[EXERCISE REQUIREMENTS]
Format the data below as a Markdown table with the columns "Row" and "Data line," putting each line in its own numbered row and skipping blank lines.
======== RECORDS
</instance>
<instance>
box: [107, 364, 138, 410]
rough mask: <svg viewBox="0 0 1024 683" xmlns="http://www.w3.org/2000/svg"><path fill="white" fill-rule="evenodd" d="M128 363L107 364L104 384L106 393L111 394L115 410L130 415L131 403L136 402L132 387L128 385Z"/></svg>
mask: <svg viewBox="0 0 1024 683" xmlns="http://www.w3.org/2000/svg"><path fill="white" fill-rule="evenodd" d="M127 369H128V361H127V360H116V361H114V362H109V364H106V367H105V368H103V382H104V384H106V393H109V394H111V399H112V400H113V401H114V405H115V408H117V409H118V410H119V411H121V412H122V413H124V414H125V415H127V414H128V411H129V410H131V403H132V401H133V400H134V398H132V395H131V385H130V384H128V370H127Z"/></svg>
================
[THE ANSWER]
| Row | Data line |
|---|---|
| 1 | </instance> |
| 2 | <instance> |
| 3 | box: [107, 364, 138, 410] |
| 4 | rough mask: <svg viewBox="0 0 1024 683" xmlns="http://www.w3.org/2000/svg"><path fill="white" fill-rule="evenodd" d="M128 363L107 364L104 384L106 393L111 394L115 410L130 415L131 403L136 402L132 387L128 385Z"/></svg> |
| 5 | mask: <svg viewBox="0 0 1024 683" xmlns="http://www.w3.org/2000/svg"><path fill="white" fill-rule="evenodd" d="M127 369H128V361H127V360H116V361H114V362H109V364H106V367H105V368H103V382H104V384H106V393H109V394H111V399H112V400H113V401H114V405H115V408H117V409H118V410H119V411H121V412H122V413H124V414H125V415H127V414H128V411H129V410H131V403H132V401H133V400H134V398H132V395H131V385H130V384H128V370H127Z"/></svg> |